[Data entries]
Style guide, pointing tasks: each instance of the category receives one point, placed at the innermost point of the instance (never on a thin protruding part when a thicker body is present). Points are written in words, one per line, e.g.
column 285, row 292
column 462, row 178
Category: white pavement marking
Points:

GOAL OF THE EXERCISE –
The lines above, from the start of the records through the one containing "column 462, row 178", are to be printed exactly, and nothing else is to be included.

EXERCISE OUTPUT –
Style guide, pointing tasks: each instance of the category receives one point, placed at the innermost point of the instance (never on a thin protruding part when a thicker body is present). Points are written in words, one per line, e.g.
column 285, row 292
column 462, row 178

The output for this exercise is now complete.